Your task is to retype, exactly, the line containing "[segment] safety glasses;" and every later line through the end of the listing, with pictures omitted.
━━━
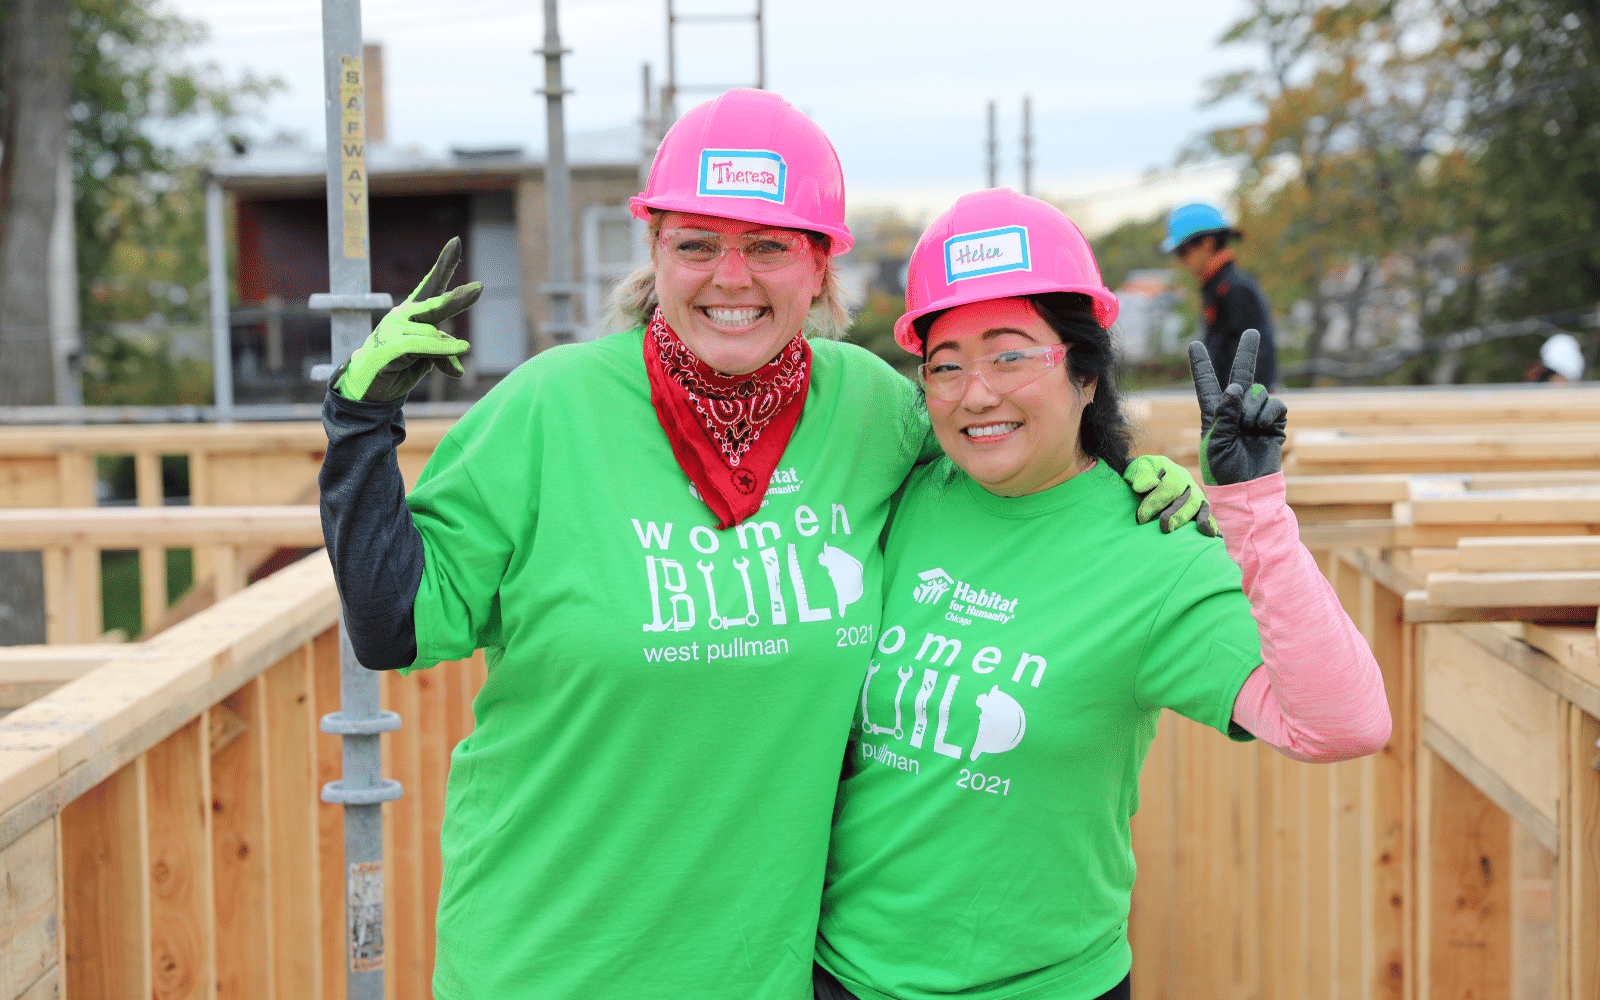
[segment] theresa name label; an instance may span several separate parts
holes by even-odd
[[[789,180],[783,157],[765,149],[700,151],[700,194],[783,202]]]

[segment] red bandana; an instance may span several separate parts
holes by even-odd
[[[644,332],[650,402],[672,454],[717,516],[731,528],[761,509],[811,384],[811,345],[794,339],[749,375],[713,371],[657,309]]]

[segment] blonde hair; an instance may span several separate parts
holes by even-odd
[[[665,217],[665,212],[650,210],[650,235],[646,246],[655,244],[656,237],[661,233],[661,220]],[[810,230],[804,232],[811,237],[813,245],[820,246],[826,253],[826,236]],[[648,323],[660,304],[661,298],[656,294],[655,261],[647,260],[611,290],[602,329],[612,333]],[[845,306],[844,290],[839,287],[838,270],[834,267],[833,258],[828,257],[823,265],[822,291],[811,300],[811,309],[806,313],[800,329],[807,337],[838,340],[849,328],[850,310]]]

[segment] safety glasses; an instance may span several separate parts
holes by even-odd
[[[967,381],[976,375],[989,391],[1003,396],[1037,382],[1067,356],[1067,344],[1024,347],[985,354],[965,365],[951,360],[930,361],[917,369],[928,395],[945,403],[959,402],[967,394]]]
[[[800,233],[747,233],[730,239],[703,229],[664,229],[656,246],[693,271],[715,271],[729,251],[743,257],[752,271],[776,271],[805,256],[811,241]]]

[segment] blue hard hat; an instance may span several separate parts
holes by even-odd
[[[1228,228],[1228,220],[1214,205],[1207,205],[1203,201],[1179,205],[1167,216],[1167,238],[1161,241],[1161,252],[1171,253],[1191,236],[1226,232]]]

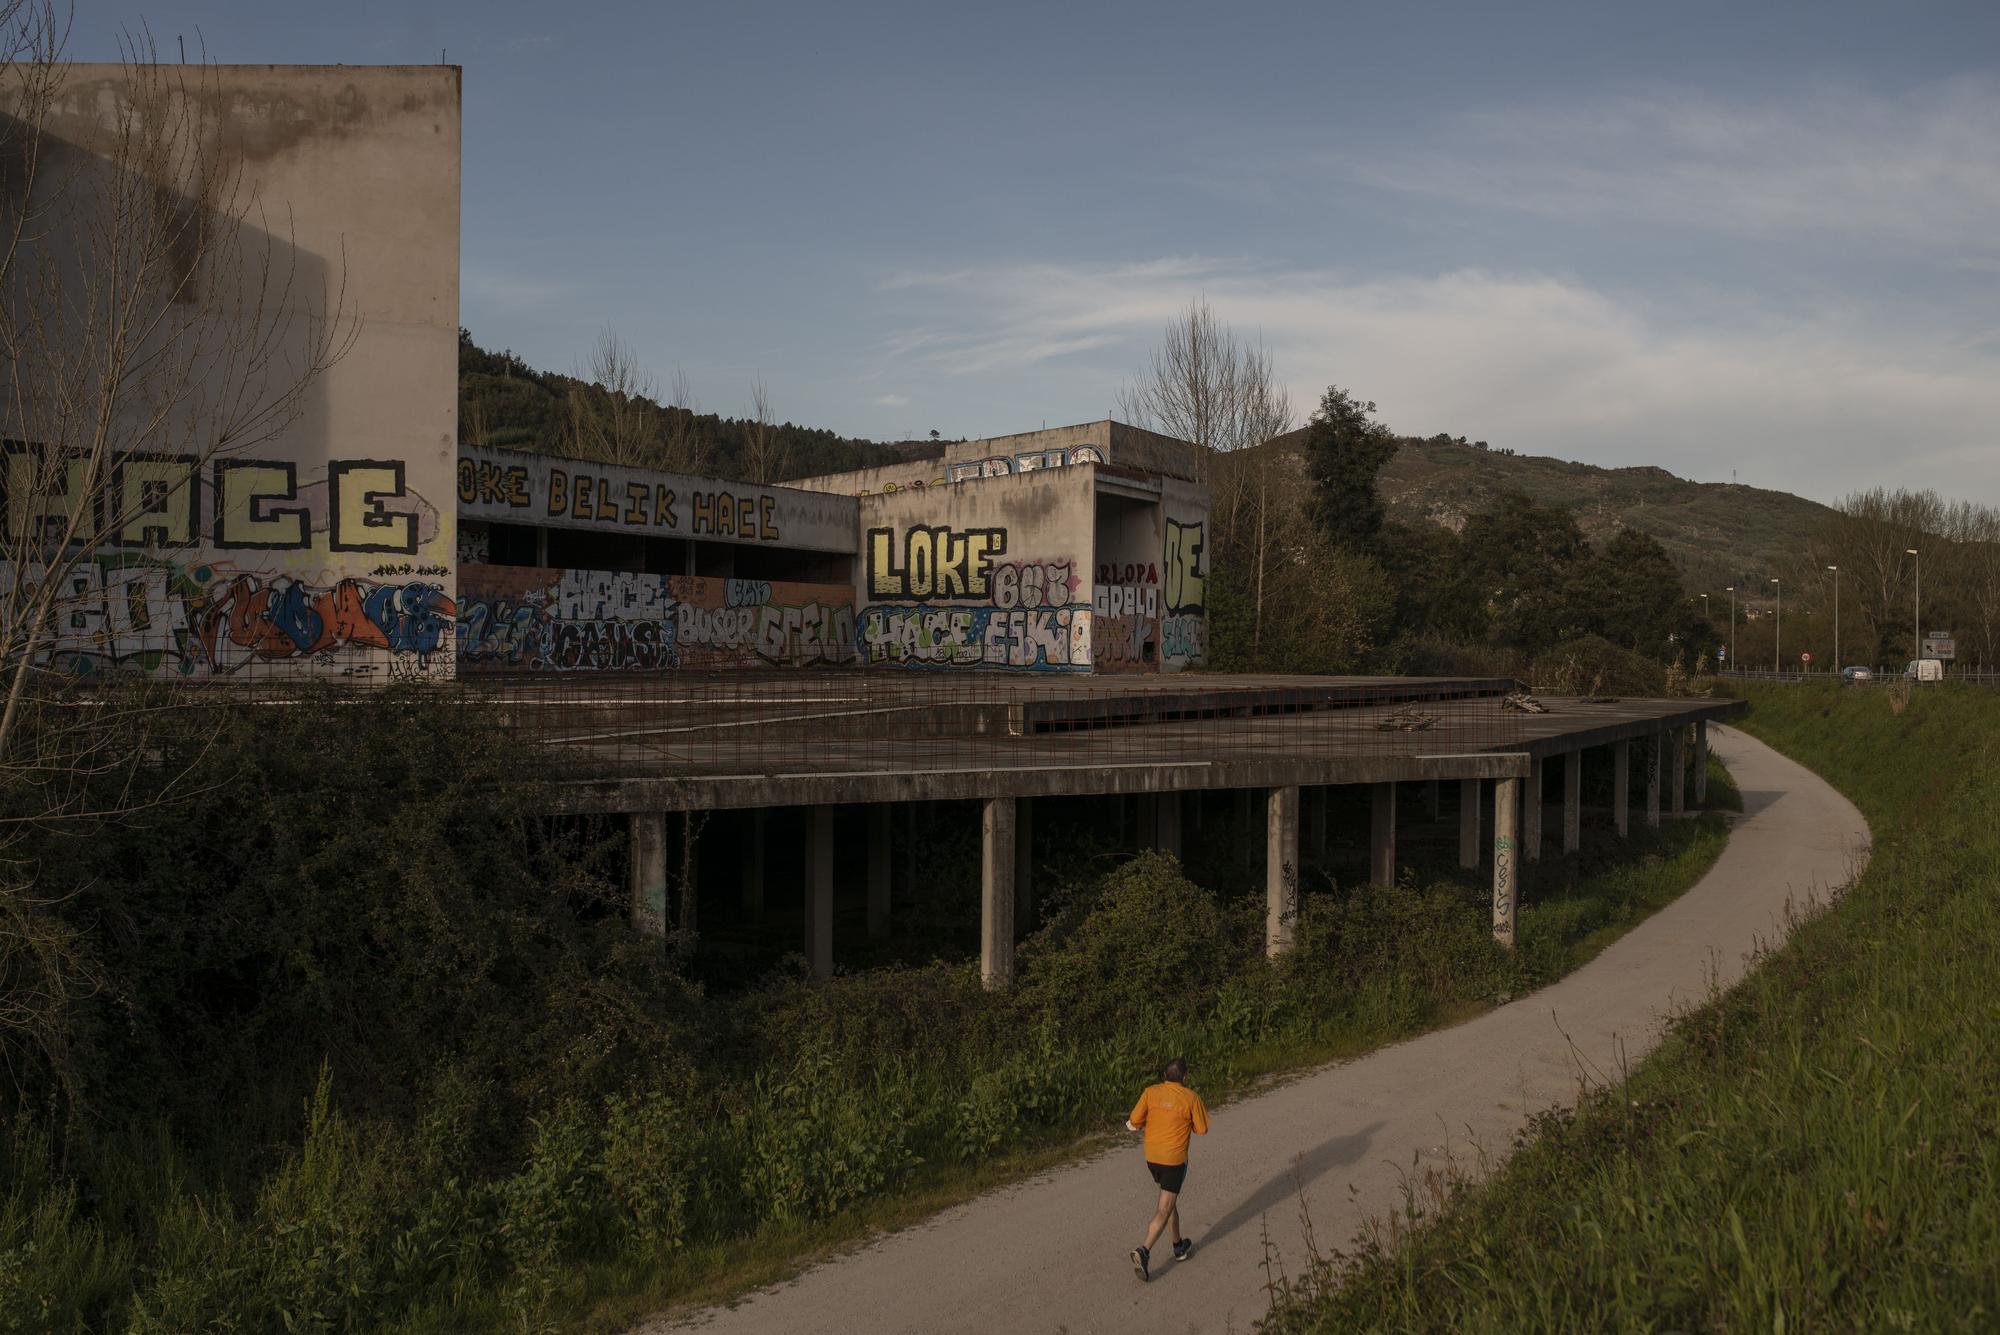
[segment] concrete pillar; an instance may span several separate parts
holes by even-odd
━━━
### SOLUTION BELOW
[segment] safety glasses; an instance may span several separate parts
holes by even-odd
[[[967,381],[976,375],[989,391],[1003,396],[1037,382],[1067,356],[1067,344],[1024,347],[985,354],[965,365],[951,360],[930,361],[917,369],[928,395],[945,403],[959,402],[967,394]]]
[[[800,233],[747,233],[730,239],[703,229],[664,229],[656,246],[693,271],[715,271],[729,251],[743,257],[752,271],[776,271],[805,256],[811,241]]]

[segment] blue hard hat; an instance may span several separate parts
holes by even-odd
[[[1228,228],[1228,220],[1214,205],[1207,205],[1203,201],[1179,205],[1167,216],[1167,238],[1161,241],[1161,252],[1171,253],[1191,236],[1226,232]]]

[segment] concrete pillar; an instance may span several separate parts
holes by even-odd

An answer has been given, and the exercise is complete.